Locate each line in the listing below that contains the word "white" and copy those lines out in full.

-- Start Given information --

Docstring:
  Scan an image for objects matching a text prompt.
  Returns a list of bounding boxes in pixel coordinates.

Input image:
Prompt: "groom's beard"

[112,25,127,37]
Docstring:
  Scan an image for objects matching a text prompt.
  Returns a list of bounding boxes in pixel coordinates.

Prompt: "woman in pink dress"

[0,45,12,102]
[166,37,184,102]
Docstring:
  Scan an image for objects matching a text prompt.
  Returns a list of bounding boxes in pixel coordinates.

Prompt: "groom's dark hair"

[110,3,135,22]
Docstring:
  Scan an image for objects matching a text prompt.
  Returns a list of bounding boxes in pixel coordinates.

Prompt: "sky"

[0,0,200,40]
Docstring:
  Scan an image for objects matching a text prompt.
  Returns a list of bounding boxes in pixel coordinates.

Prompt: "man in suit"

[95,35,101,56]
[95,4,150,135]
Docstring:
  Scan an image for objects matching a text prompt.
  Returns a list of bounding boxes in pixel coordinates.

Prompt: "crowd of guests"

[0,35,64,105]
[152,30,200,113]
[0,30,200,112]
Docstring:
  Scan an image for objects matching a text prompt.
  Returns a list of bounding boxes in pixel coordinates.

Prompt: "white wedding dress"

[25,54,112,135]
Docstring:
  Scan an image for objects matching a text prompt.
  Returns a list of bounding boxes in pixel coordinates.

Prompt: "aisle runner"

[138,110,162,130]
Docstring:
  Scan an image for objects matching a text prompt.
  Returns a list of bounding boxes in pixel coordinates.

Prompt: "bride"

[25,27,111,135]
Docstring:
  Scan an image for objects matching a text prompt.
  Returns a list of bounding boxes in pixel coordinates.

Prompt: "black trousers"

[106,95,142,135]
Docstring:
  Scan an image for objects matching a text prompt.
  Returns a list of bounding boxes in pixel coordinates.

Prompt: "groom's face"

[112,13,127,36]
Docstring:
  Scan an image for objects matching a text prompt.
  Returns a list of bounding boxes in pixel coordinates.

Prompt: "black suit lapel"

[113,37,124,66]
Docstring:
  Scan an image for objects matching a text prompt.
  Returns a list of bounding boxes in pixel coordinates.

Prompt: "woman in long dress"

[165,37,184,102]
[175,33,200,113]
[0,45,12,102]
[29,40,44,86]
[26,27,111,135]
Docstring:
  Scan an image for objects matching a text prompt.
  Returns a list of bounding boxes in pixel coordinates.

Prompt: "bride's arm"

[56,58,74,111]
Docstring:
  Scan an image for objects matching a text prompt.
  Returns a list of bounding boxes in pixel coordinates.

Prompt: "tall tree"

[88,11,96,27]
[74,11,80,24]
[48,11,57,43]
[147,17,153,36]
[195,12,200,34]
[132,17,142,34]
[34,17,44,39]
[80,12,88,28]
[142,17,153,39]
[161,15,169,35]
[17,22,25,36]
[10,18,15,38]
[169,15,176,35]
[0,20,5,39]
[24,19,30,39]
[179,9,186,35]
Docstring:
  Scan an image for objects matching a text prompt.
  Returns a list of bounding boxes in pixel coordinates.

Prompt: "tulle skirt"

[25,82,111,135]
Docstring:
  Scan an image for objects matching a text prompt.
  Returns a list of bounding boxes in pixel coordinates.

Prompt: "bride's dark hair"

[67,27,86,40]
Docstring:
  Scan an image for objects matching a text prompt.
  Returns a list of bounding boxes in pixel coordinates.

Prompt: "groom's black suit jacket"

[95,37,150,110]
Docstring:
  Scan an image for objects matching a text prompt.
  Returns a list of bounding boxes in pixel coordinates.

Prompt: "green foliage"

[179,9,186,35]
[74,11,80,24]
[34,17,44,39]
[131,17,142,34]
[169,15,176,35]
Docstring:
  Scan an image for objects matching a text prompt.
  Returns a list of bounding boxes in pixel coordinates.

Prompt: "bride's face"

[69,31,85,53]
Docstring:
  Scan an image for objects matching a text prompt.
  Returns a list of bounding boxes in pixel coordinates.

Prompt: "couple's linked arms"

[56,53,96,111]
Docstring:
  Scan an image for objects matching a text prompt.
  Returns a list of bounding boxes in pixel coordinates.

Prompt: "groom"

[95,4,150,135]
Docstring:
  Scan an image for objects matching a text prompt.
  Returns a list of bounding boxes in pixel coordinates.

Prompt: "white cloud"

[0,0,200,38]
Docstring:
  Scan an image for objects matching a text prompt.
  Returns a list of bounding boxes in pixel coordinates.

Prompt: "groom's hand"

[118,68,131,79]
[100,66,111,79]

-- End Given information --

**Answer to the problem**:
Prompt: "white wedding dress"
Prompt: "white cloud"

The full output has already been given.